JOB ITEM: From the first line to the last, return the data exactly, with no pictures.

(Collected data)
=== Section Start ===
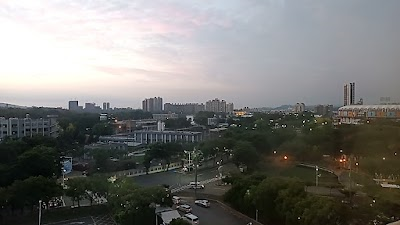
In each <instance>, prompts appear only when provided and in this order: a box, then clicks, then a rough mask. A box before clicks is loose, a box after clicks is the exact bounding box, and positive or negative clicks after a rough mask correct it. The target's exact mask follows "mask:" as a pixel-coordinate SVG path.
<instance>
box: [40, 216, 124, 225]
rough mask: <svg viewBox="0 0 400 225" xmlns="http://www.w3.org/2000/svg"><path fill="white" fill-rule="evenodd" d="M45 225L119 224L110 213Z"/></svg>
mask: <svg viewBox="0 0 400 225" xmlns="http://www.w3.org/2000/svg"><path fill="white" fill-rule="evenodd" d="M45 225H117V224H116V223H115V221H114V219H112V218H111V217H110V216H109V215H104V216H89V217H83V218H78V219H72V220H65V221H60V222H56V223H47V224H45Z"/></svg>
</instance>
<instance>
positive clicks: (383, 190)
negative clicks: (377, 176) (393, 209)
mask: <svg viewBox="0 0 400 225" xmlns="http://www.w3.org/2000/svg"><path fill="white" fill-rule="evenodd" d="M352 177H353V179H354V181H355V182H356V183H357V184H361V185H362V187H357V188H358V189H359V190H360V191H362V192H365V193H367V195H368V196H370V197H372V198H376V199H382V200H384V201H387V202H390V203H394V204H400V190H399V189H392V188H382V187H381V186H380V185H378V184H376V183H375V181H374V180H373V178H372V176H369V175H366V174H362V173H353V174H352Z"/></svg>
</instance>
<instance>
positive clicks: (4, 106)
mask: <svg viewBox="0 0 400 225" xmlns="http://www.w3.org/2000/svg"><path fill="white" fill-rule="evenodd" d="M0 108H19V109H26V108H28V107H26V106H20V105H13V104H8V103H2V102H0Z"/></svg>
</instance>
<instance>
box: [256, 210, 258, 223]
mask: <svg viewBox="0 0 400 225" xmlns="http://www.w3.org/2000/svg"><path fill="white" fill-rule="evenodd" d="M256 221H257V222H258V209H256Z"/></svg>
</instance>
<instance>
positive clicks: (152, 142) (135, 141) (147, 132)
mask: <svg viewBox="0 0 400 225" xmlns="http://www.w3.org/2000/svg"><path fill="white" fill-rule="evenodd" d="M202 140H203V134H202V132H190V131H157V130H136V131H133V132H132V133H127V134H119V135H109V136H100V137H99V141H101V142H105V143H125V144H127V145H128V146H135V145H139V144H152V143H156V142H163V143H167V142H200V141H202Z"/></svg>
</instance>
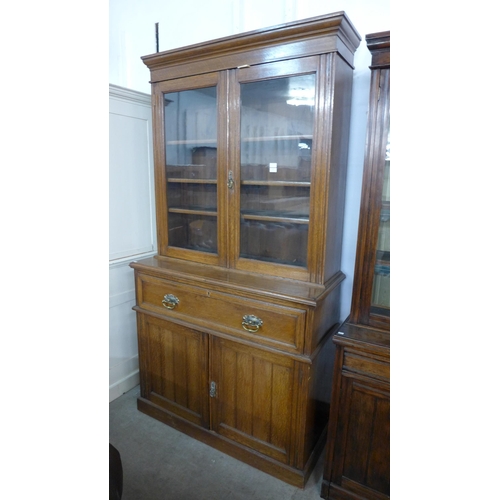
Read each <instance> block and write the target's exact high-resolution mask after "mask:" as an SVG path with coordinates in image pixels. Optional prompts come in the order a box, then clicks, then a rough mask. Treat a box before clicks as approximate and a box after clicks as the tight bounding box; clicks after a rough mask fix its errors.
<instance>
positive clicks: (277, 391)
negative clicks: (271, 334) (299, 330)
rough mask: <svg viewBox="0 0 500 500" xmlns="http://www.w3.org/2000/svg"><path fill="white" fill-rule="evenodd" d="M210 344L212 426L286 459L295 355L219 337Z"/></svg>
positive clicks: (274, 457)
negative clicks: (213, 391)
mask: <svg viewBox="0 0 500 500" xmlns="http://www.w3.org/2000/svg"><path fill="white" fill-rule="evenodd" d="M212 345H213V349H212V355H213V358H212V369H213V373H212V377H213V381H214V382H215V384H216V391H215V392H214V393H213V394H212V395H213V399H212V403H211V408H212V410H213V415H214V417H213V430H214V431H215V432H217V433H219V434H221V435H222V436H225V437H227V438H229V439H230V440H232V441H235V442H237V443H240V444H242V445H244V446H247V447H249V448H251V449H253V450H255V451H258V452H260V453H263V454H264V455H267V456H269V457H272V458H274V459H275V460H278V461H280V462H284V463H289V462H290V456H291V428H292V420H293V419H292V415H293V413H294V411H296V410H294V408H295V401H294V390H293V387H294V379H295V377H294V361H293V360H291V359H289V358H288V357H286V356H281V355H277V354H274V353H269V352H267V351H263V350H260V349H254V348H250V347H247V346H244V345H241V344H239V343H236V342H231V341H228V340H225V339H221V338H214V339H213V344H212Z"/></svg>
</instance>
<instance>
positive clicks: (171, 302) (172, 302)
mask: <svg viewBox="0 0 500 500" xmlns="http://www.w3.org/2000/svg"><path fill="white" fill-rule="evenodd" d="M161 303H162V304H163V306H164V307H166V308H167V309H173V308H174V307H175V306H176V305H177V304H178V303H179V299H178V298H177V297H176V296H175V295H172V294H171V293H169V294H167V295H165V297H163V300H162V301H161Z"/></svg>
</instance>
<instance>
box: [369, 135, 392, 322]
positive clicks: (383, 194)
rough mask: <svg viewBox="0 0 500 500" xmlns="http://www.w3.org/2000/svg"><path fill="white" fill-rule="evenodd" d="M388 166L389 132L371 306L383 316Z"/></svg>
=== Section End ===
ANSWER BELOW:
In each <instance>, prompts appear only when provided and in this order: a box, then clicks, then a rough mask. A box before clicks is loose, a box after clicks is the exact bounding box, and positive or negative clicks after a rough mask correct it. The target's exact mask follows "mask:" as a pixel-coordinate SVG path.
<instance>
box: [40, 216, 124, 225]
rough mask: <svg viewBox="0 0 400 225" xmlns="http://www.w3.org/2000/svg"><path fill="white" fill-rule="evenodd" d="M45 225L119 224L110 213Z"/></svg>
mask: <svg viewBox="0 0 400 225" xmlns="http://www.w3.org/2000/svg"><path fill="white" fill-rule="evenodd" d="M45 225H117V224H116V223H115V221H114V219H112V218H111V217H110V216H109V215H104V216H89V217H83V218H78V219H72V220H65V221H60V222H56V223H47V224H45Z"/></svg>
</instance>
<instance>
positive clicks: (383, 190)
negative clicks: (377, 176) (393, 209)
mask: <svg viewBox="0 0 400 225" xmlns="http://www.w3.org/2000/svg"><path fill="white" fill-rule="evenodd" d="M352 177H353V179H354V181H355V182H356V183H357V184H361V185H362V187H357V188H358V189H359V190H360V191H362V192H365V193H367V195H368V196H370V197H372V198H376V199H382V200H384V201H387V202H390V203H394V204H400V190H399V189H392V188H382V187H381V186H380V185H378V184H376V183H375V181H374V180H373V178H372V176H369V175H366V174H362V173H353V174H352Z"/></svg>
</instance>
<instance>
positive clicks: (4, 106)
mask: <svg viewBox="0 0 400 225" xmlns="http://www.w3.org/2000/svg"><path fill="white" fill-rule="evenodd" d="M0 108H19V109H26V108H28V107H26V106H20V105H13V104H8V103H2V102H0Z"/></svg>
</instance>
<instance>
box: [256, 210, 258, 223]
mask: <svg viewBox="0 0 400 225" xmlns="http://www.w3.org/2000/svg"><path fill="white" fill-rule="evenodd" d="M256 221H257V222H258V209H256Z"/></svg>
</instance>
<instance>
positive clicks: (152, 142) (135, 141) (147, 132)
mask: <svg viewBox="0 0 400 225" xmlns="http://www.w3.org/2000/svg"><path fill="white" fill-rule="evenodd" d="M202 140H203V134H202V132H190V131H157V130H136V131H133V132H132V133H127V134H119V135H109V136H100V137H99V141H101V142H105V143H125V144H127V145H128V146H135V145H139V144H152V143H156V142H163V143H167V142H200V141H202Z"/></svg>
</instance>
Read each <instance> block and write the target's exact high-resolution mask after "mask:" as an SVG path with coordinates in image pixels. Optional prompts come in the order a box, then clicks, then a rough mask. Treat a box before clicks as approximate and a box after clicks as the tight bounding box; clicks after a rough mask fix its errors.
<instance>
positive clicks: (277, 391)
negative clicks: (271, 334) (299, 330)
rough mask: <svg viewBox="0 0 500 500" xmlns="http://www.w3.org/2000/svg"><path fill="white" fill-rule="evenodd" d="M210 344L212 426L286 459L295 355L219 337Z"/></svg>
positive clicks: (274, 457)
negative clicks: (213, 391)
mask: <svg viewBox="0 0 500 500" xmlns="http://www.w3.org/2000/svg"><path fill="white" fill-rule="evenodd" d="M212 345H213V349H212V355H213V358H212V369H213V373H212V377H213V381H214V382H215V384H216V391H215V392H214V393H213V394H212V395H213V399H212V403H211V408H212V410H213V415H214V417H213V430H214V431H215V432H217V433H219V434H221V435H222V436H225V437H227V438H229V439H230V440H232V441H235V442H237V443H240V444H242V445H244V446H247V447H249V448H251V449H253V450H255V451H258V452H260V453H263V454H264V455H267V456H269V457H272V458H274V459H275V460H278V461H280V462H284V463H289V462H290V456H291V428H292V420H293V419H292V415H293V413H294V411H296V410H294V408H295V401H294V390H293V387H294V379H295V377H294V361H293V360H291V359H289V358H288V357H286V356H281V355H277V354H274V353H269V352H267V351H263V350H260V349H254V348H250V347H247V346H244V345H241V344H239V343H236V342H231V341H228V340H225V339H221V338H214V339H213V344H212Z"/></svg>
</instance>
<instance>
positive clicks: (171, 302) (172, 302)
mask: <svg viewBox="0 0 500 500" xmlns="http://www.w3.org/2000/svg"><path fill="white" fill-rule="evenodd" d="M161 303H162V304H163V306H164V307H166V308H167V309H173V308H174V307H175V306H176V305H177V304H178V303H179V299H178V298H177V297H176V296H175V295H172V294H171V293H169V294H167V295H165V297H163V300H162V301H161Z"/></svg>
</instance>
<instance>
box: [369, 135, 392, 322]
positive clicks: (383, 194)
rough mask: <svg viewBox="0 0 500 500" xmlns="http://www.w3.org/2000/svg"><path fill="white" fill-rule="evenodd" d="M388 166L389 132L371 306L383 316Z"/></svg>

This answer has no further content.